WORK REQUEST>
Quote the passage on Tietze's syndrome word for word between "In a May 2009" and "and ligament ossification.", inclusive.

TEXT FOR ANALYSIS>
Tietze’s syndrome–a painful disorder of the costal cartilage–can mimic a heart attack, pulmonary blood clots, or even psychological stress. Diagnosing the disorder is often a matter of ruling out what disorders a patient doesn’t have, and reaching a diagnosis by exclusion. Depending on which expert you speak to, the recommendation for the best diagnostic tool vary wildly from Xeroradiographs to CT scans. However a new study suggests that the only way to diagnose Tietze’s syndrome is to use X-ray, CT, MRI and nuclear medicine in combination as the only way to diagnose the disease.
In a May 2009 article in Clinical and Experimental Rheumatology, a team of Italian researchers described how they evaluated 30 patients with rheumatologic disorders of the sternocostoclavicular joint. These included Tietze syndrome, SAPHO syndrome, and a variety of other costal cartilage related ailments. The researchers compared CT, MRI and bone scintigraphy for all patients and found that each technique painted only a partial picture. Radiography showed sclerosis of the clavicula in only eight patients and sclerosis of the sternum in three. The CT exam fared slightly better at thirteen patients, but showed corticol bone erosions in over three-quarters of patients. The MRI was sensitive to showing soft tissue swelling in over half the patients. There were varying degrees of success with techniques showing joint space narrowing, bone erosion, and ligament ossification.

RECORDS SUPPLIED>

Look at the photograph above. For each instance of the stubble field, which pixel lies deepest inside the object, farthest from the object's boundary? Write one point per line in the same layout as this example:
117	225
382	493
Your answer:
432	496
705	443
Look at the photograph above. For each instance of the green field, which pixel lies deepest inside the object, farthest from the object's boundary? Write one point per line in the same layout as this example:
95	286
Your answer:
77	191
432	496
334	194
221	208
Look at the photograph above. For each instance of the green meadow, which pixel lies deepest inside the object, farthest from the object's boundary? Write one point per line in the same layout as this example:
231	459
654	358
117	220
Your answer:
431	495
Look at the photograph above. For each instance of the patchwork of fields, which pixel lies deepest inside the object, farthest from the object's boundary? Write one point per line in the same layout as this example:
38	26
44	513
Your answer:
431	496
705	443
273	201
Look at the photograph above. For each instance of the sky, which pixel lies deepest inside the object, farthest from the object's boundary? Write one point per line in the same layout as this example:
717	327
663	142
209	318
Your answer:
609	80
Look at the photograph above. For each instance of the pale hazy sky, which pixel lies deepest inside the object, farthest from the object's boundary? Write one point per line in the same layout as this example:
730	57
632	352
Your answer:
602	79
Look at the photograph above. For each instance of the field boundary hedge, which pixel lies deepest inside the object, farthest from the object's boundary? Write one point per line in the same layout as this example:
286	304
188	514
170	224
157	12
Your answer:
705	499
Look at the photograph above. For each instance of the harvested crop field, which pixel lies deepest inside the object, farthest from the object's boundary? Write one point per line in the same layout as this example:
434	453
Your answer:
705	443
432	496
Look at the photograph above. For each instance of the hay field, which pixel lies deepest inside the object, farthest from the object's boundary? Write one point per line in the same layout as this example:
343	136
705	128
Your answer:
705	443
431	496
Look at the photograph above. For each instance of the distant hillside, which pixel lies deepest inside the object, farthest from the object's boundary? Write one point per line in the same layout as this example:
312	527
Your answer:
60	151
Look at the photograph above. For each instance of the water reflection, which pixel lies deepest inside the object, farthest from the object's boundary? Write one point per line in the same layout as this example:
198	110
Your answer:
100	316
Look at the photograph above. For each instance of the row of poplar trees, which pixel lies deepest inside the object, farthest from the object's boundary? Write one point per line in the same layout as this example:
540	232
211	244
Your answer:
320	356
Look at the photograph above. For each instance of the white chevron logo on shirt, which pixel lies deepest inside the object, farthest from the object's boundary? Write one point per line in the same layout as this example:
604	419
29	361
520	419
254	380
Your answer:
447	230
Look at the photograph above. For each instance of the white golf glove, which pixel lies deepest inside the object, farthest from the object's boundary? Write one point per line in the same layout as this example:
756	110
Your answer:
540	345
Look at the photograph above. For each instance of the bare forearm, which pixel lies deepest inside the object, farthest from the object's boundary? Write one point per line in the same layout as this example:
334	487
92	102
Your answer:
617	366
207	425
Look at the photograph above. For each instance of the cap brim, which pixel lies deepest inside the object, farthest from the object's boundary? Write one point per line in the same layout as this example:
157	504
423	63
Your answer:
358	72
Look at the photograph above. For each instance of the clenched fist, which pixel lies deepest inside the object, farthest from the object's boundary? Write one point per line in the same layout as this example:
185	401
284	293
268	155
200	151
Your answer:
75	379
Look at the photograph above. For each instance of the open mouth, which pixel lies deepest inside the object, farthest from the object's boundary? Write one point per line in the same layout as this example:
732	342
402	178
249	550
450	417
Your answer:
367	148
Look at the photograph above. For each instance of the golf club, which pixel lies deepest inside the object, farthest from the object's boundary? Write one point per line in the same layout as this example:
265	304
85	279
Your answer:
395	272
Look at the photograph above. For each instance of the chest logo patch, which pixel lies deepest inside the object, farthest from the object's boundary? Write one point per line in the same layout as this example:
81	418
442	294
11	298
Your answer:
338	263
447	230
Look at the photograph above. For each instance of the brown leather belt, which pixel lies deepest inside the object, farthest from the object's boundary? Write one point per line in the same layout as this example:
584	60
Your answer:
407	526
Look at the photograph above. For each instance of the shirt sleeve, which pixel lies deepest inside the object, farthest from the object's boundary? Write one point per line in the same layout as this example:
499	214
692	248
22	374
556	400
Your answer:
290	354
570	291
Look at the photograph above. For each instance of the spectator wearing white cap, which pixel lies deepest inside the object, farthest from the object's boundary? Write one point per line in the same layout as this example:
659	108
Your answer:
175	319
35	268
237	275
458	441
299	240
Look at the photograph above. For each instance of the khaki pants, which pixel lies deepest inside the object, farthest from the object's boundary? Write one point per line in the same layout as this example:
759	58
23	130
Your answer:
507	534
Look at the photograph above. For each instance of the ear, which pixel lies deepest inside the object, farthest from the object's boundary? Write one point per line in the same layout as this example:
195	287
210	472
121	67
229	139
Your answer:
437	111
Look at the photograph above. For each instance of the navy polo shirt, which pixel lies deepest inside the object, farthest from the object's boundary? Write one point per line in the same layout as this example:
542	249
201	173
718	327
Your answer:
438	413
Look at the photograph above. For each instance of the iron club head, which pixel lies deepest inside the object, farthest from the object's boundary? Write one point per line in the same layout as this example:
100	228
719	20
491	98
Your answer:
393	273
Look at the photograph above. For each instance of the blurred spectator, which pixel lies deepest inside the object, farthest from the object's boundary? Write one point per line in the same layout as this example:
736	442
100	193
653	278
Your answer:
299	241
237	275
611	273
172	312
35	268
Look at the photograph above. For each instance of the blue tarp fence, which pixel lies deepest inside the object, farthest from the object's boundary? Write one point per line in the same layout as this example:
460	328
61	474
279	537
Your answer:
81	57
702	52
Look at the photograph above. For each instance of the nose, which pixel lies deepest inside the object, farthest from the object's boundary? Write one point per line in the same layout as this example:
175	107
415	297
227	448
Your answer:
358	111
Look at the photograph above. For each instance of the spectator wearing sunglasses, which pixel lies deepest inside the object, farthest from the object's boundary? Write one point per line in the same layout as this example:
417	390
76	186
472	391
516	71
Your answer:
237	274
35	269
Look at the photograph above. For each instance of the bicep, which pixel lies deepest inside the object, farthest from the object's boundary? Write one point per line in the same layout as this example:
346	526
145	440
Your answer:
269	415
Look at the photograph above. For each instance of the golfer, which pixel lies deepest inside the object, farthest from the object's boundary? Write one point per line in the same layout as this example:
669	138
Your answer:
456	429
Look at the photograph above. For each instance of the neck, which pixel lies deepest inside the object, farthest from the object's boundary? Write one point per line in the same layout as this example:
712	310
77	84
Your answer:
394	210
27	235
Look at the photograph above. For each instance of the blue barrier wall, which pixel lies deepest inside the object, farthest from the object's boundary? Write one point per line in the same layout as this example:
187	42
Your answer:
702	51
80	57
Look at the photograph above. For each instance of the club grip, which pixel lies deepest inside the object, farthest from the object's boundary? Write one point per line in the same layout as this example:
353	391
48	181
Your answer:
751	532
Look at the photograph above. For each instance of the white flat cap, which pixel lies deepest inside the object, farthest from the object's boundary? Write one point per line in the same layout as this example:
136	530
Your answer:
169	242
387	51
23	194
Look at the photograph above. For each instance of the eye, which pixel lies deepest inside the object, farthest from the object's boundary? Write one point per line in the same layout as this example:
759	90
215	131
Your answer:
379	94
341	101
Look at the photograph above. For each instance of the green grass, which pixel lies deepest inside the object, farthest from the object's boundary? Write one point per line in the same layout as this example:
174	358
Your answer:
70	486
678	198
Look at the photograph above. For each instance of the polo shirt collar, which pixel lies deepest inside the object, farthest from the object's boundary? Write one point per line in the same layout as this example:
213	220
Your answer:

RESPONSE TO THIS TASK>
In a May 2009 article in Clinical and Experimental Rheumatology, a team of Italian researchers described how they evaluated 30 patients with rheumatologic disorders of the sternocostoclavicular joint. These included Tietze syndrome, SAPHO syndrome, and a variety of other costal cartilage related ailments. The researchers compared CT, MRI and bone scintigraphy for all patients and found that each technique painted only a partial picture. Radiography showed sclerosis of the clavicula in only eight patients and sclerosis of the sternum in three. The CT exam fared slightly better at thirteen patients, but showed corticol bone erosions in over three-quarters of patients. The MRI was sensitive to showing soft tissue swelling in over half the patients. There were varying degrees of success with techniques showing joint space narrowing, bone erosion, and ligament ossification.